» **REQUIRED WORK**
Copy out exactly every line from the line containing "In this exercise you will tag the tile floor" until the records below end, inclusive of both boundary lines.
-------------------------
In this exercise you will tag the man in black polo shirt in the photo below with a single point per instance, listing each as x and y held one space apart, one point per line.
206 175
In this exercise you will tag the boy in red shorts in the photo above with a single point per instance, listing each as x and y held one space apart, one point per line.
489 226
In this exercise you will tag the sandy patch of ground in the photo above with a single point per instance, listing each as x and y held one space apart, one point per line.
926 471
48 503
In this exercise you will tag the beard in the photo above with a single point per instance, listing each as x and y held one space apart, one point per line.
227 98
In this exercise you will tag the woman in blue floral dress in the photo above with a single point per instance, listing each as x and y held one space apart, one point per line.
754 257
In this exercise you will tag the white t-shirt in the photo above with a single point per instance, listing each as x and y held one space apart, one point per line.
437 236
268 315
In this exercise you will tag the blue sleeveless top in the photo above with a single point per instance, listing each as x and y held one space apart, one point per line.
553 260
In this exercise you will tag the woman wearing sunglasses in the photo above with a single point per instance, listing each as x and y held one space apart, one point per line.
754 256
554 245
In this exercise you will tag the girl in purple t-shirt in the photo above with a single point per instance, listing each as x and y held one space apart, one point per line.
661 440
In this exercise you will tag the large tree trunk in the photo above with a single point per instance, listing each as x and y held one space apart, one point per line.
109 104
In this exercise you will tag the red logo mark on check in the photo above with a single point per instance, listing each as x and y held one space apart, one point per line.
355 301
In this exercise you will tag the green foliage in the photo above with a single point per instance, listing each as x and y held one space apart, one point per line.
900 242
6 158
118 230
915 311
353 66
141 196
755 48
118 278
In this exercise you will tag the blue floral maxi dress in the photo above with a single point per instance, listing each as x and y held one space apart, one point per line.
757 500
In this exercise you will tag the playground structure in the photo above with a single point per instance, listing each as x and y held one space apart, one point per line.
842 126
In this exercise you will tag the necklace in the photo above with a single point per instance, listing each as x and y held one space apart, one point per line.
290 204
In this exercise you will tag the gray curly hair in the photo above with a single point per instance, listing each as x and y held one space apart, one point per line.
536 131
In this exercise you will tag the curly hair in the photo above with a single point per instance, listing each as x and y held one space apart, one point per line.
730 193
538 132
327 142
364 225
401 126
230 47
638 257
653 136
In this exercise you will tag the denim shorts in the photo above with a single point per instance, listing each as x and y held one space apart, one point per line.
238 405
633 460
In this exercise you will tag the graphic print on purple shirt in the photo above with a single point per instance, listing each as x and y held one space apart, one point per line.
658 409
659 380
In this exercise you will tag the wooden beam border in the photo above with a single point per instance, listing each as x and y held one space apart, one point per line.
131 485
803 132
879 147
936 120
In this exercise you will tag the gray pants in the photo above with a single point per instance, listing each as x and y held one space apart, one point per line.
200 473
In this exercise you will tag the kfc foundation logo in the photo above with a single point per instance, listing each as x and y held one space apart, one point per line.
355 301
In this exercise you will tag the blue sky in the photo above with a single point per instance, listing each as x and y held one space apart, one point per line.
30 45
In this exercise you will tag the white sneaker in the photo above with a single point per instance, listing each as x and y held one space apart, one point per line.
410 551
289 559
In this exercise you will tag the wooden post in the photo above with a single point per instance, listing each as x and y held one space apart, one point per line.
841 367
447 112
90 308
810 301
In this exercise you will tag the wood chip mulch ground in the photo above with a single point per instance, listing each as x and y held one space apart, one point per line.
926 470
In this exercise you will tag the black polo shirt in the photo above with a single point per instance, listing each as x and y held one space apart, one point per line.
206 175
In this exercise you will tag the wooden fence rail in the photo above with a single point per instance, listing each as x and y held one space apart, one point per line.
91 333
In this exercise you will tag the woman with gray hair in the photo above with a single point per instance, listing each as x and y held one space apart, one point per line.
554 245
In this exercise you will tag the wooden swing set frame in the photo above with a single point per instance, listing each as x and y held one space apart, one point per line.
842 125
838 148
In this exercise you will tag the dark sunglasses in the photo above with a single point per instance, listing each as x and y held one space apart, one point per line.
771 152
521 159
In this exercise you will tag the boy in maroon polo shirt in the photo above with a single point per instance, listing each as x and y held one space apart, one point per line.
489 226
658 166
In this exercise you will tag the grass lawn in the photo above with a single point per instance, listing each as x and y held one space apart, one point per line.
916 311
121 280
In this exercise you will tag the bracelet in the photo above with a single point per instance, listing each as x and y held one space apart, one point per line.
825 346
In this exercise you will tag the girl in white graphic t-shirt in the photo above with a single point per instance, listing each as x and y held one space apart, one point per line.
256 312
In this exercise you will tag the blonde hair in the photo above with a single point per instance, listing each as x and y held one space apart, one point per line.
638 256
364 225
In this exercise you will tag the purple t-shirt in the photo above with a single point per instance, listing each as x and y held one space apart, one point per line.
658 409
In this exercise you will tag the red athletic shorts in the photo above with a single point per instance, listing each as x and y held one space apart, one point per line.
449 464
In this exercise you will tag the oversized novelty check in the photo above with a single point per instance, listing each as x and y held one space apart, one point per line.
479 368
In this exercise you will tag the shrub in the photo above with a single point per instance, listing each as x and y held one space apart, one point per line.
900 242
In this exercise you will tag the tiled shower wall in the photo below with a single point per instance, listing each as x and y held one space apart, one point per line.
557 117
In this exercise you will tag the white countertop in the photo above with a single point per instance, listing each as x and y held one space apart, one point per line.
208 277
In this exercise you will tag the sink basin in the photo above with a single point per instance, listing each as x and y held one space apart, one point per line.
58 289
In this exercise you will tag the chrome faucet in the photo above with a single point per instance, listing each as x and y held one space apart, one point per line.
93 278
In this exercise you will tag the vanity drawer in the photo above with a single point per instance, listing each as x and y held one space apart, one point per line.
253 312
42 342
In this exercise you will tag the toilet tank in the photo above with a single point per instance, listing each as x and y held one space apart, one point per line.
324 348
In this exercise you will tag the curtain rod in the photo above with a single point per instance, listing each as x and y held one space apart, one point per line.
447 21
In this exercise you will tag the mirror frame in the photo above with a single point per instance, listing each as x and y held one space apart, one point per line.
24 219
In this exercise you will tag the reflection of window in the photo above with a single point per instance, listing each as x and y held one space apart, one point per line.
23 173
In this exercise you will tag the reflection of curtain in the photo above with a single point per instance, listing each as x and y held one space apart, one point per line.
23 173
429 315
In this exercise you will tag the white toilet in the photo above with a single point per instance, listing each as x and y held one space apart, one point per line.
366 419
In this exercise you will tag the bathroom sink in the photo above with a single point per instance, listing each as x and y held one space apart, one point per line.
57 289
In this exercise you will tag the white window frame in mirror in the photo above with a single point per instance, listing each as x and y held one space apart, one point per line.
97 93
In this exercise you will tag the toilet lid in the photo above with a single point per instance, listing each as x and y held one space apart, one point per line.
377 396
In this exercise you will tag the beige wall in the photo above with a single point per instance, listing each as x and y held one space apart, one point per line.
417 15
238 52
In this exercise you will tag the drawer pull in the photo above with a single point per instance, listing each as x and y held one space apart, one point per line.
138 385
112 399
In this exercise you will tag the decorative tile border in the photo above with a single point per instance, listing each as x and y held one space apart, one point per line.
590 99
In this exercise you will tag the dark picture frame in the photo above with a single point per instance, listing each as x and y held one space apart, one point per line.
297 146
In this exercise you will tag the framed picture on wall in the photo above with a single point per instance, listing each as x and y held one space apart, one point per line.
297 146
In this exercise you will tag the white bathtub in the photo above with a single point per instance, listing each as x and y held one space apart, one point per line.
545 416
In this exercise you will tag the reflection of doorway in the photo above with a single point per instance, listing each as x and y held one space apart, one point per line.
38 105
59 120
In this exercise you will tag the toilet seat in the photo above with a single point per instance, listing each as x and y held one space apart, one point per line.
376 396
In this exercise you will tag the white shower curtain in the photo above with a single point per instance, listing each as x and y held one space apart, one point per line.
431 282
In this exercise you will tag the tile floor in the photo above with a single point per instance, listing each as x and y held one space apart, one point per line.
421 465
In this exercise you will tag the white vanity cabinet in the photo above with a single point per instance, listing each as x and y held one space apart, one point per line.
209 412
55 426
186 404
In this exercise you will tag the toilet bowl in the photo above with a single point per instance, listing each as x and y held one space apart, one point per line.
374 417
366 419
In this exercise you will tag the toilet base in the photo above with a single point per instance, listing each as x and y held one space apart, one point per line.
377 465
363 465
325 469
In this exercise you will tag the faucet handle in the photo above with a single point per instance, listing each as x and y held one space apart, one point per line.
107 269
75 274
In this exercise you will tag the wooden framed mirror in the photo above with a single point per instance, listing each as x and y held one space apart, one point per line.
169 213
-------------------------
» **REPLY TO THE EXERCISE**
In this exercise you will tag the tile floor in the photo above with a single point per instance, listing each as x and y held one space apart, one point per line.
421 465
In this exercise you will tag the white vanity cabinet in the photo above with a single point per instance, listing each as x and y held one space apart, one point per line.
209 412
55 426
186 404
In this exercise you will tag the toilet bowl in the photo above with a single point per instance, listing each as x and y held one space apart, one point per line.
374 417
366 419
In this exercise you will tag the toilet base in the photo above with a single point per instance, listing each as x and y held one space apart, one point per line.
377 465
363 465
325 469
In this exercise you will tag the faucet handle in the photo above with a single point per instance, listing each as x and y held one space apart, one point per line.
107 269
75 274
In this exercise you will tag the wooden framed mirror in the photo above with a single point per instance, listing each as x and y held one space apart, one point per line.
169 213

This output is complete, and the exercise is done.